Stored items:
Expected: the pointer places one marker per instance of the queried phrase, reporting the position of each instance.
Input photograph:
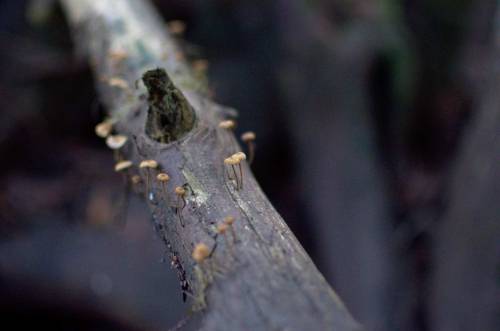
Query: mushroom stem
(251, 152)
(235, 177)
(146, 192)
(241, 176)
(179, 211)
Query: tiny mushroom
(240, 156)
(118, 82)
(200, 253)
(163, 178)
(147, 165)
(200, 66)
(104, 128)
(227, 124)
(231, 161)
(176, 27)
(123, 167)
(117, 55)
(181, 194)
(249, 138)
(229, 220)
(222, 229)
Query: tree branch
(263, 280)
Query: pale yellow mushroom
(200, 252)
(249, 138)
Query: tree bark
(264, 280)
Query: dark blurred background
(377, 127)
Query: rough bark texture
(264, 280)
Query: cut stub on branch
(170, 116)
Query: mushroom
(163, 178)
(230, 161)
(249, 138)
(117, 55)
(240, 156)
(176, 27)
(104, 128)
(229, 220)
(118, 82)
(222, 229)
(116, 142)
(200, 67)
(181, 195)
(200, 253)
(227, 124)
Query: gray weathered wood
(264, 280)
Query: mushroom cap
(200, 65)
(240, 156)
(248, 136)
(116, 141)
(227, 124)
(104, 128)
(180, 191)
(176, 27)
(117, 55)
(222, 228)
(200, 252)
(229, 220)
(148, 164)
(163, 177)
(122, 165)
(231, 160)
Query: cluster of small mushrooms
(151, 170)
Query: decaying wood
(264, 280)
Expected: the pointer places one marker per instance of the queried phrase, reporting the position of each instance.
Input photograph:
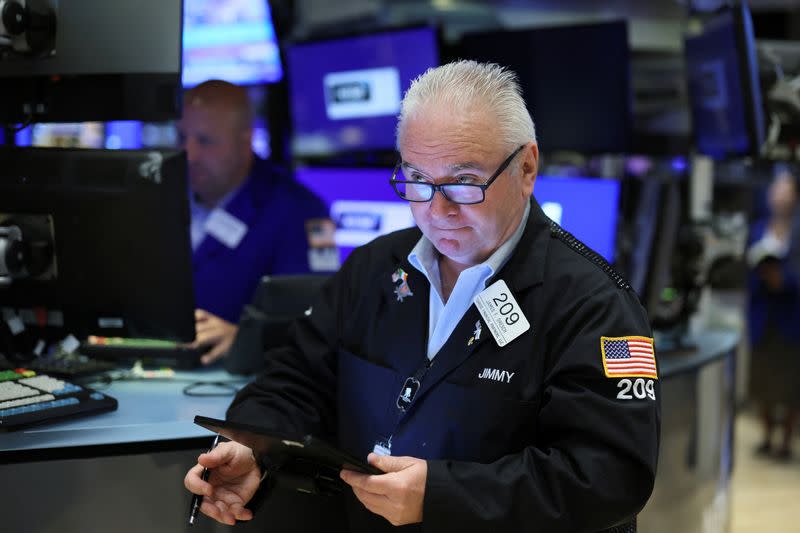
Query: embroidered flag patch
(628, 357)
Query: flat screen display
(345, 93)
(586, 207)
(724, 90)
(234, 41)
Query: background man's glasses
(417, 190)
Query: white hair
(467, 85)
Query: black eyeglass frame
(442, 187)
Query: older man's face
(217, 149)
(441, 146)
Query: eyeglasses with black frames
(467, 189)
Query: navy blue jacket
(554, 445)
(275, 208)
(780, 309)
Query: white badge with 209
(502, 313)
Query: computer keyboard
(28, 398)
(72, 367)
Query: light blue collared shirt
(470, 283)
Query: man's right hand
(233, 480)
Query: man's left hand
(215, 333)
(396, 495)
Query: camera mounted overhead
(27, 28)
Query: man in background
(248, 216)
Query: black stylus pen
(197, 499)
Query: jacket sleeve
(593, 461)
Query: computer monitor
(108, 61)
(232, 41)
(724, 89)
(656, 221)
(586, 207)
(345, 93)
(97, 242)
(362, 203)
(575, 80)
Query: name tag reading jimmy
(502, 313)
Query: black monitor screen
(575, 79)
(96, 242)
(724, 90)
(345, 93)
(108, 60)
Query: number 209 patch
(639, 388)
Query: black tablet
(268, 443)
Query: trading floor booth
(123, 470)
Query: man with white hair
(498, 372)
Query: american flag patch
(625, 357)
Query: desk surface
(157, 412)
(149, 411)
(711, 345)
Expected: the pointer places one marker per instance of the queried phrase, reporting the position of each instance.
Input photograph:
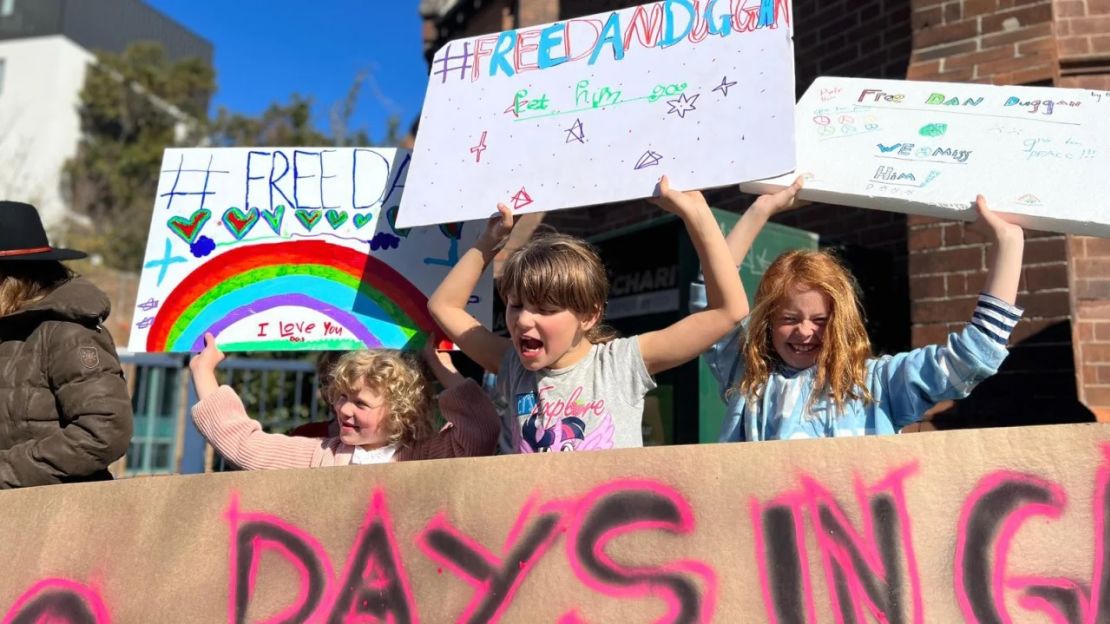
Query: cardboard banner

* * *

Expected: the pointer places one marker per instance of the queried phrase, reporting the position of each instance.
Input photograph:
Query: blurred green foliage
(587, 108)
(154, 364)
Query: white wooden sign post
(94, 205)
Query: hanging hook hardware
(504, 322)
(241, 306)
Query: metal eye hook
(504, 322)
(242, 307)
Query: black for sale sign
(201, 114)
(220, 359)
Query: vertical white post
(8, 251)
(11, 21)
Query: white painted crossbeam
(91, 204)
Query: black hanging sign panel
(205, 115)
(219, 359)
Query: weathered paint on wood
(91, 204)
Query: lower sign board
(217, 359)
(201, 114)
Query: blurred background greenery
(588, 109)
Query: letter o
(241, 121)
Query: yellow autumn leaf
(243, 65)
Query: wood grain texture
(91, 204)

WORK REQUIRED ->
Rewrite the records from the line with "Query: number 209 patch" to the line with "Query: cardboard banner", replacing "patch" with "badge" and leaving everything else unchanged. Omit the pictures from your answer.

OUTPUT ->
Query: number 209 badge
(639, 388)
Query: black tablet
(268, 443)
Query: trading floor booth
(123, 470)
Query: man with white hair
(498, 372)
Query: american flag badge
(625, 357)
Query: desk surface
(157, 412)
(149, 411)
(711, 345)
Expected: the pointer places one marker per instance of the queried phrase, reporting the position of each instance.
Input photograph:
Query: cardboard banner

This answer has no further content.